▸ **WHAT THE TASK ASKS**: How do the records below read from their first line through the line containing "# whole-pixel vertices, x"? Write those lines out exactly.

▸ **RECORDS TO PROCESS**:
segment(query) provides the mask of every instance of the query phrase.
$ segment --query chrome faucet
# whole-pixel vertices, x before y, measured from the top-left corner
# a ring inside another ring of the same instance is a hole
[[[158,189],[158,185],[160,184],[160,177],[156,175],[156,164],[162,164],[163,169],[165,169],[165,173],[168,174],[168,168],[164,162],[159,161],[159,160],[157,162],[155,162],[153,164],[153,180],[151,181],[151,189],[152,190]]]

▸ **WRITTEN ANSWER**:
segment(query) provides the mask of every instance of the query phrase.
$ segment --query chrome faucet
# whole-pixel vertices, x before y, measured from the top-left corner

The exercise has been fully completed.